____ Selected extract

Wagon Wednesday Shootout

Wagon Comparo

This Wagon Wednesday, we decided to try something a little different. We rounded up three great wagons that are currently for sale and while we could just feature each one separately, we thought it might be more interesting to do a comparison. It will be a little different than our normal comparisons though, as each wagons is a different take on the concept and each comes from a different time periods and country. Let’s start this comparison by introducing our competitors. First up, we have a 1963 Ford Falcon Deluxe 78 B Wagon, which is being offered here on eBay without a reserve. The next is a 1970 Saab 95 Station Wagon with room to seat 7 and can be found here on eBay. Last, but not least we have a 1976 Jensen Healey GT that was just pulled from a garage and is now also listed here on eBay.

Ford Falcon 78B

Since the Ford is the oldest and the rarest in our comparo, we felt it deserved our attention first. The Falcon 78 B was intended to be used as a delivery vehicle and was typically stripped down to just the essentials. However, this one was one of the few to be optioned with the Deluxe package, which added more trim work and creature comforts. Being a two door delivery vehicle means it isn’t your typical wagon though. The point of a wagon is to be practical and while this one is likely the easiest to load stuff in and out of the back, it lacks a back seat for the kids. That might be a plus for some, but a negative for us simply as a matter of real world practicality. The big cargo area could come in handy for hauling parts or go karts, so that could counter the lack of a back seat some. This car also loses points for condition, as it has rust issues and lacks an interior. The rarity could be a mark against it as well, but we think this time it’s a major plus. How many of these can there be left? And since it is based on the normal Falcon, finding parts shouldn’t be an issue.

Saab 95 Wagon

Now to what could be the most practical wagon of the bunch, the Saab. The fact that it’s a Saab guarantees that it’s going to be practical. With enough seats for the whole family and the neighbors, you can’t get much better than that. Saab built the 95 for almost 20 years, so finding parts here in the states should be nearly as easy as finding parts for the Falcon and its relative simplicity should make repairs easy. This particular car has seen a lot of use, but has been well cared for. The odometer reads just 26k, but we are sure it has rolled over at least once. Of this bunch, this is the only one that is ready to be used, but we would count on there being a few issues that will need attention right away. It has been on the market for a while though. Thanks Peter C for tipping us off to this one!

Jensen GT

Our last contender could be the least practical of the three, but could also prove to be the most fun to drive. Some might say that the Jensen GT isn’t a true wagon, but is instead a shooting brake. Sure it can’t haul as much as the Saab or Ford, but it looks like a wagon to us. Plus it’s powered by a twin cam Lotus engine. That might not be a plus if it needs a complete rebuild, which it might given that it was left in storage for 25 years. Once it’s running and driving it would likely be the most entertaining, even with the kids in the back. Let’s just hope the previous owner kept all the parts with it or things could get expensive. So how do we pick a winner from this pack? Well, we aren’t going to! We are going to leave it up to you guys to pick out the winner, so let us know which one wins it for you!

________
____ Records

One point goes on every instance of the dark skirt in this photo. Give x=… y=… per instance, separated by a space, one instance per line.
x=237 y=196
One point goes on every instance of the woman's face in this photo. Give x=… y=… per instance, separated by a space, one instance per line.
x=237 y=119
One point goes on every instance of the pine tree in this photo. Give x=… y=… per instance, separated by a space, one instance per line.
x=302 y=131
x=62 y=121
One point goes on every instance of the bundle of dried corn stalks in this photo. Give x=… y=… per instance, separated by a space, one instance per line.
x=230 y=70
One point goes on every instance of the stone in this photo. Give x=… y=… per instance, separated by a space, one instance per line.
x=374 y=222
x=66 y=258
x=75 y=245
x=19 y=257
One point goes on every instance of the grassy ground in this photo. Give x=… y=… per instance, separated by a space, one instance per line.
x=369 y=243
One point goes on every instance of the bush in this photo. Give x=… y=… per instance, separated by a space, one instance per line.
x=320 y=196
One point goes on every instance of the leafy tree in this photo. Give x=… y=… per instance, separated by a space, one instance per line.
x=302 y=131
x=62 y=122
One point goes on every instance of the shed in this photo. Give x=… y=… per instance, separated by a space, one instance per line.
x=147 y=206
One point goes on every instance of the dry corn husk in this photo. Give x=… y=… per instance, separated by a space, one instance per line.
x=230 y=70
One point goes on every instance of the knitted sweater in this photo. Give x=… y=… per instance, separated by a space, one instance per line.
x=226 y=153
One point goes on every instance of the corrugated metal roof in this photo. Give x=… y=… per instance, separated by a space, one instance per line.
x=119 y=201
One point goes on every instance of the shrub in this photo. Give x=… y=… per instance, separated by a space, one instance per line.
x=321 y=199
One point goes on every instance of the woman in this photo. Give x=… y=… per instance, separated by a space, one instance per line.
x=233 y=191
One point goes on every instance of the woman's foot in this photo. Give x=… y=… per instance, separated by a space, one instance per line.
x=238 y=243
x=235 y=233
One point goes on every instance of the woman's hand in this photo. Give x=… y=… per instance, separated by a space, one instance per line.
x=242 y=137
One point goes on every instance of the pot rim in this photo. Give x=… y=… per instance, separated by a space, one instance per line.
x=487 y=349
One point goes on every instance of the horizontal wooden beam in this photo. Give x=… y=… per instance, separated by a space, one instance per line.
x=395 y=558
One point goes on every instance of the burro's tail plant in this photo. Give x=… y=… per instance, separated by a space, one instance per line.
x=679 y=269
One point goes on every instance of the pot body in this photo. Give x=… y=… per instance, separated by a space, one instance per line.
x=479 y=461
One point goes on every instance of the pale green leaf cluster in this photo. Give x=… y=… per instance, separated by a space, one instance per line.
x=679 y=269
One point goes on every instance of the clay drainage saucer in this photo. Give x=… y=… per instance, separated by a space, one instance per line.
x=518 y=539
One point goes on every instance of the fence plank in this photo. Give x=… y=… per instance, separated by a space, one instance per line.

________

In the wagon comparison, condense the paragraph that begins "Now to what could be the most practical wagon" into a short bulleted list that keeps its main facts.

- The 1970 Saab 95 may be the most practical of the three wagons, with seats for the whole family and the neighbors.
- Saab built the 95 for almost 20 years, so parts in the states should be nearly as easy to find as Falcon parts, and its relative simplicity should make repairs easy.
- This car has seen a lot of use but has been well cared for.
- The odometer reads 26k, though it has likely rolled over at least once.
- It is the only one of the three ready to be used, but a few issues will probably need attention right away.
- It has been on the market for a while.
- Peter C tipped them off to it.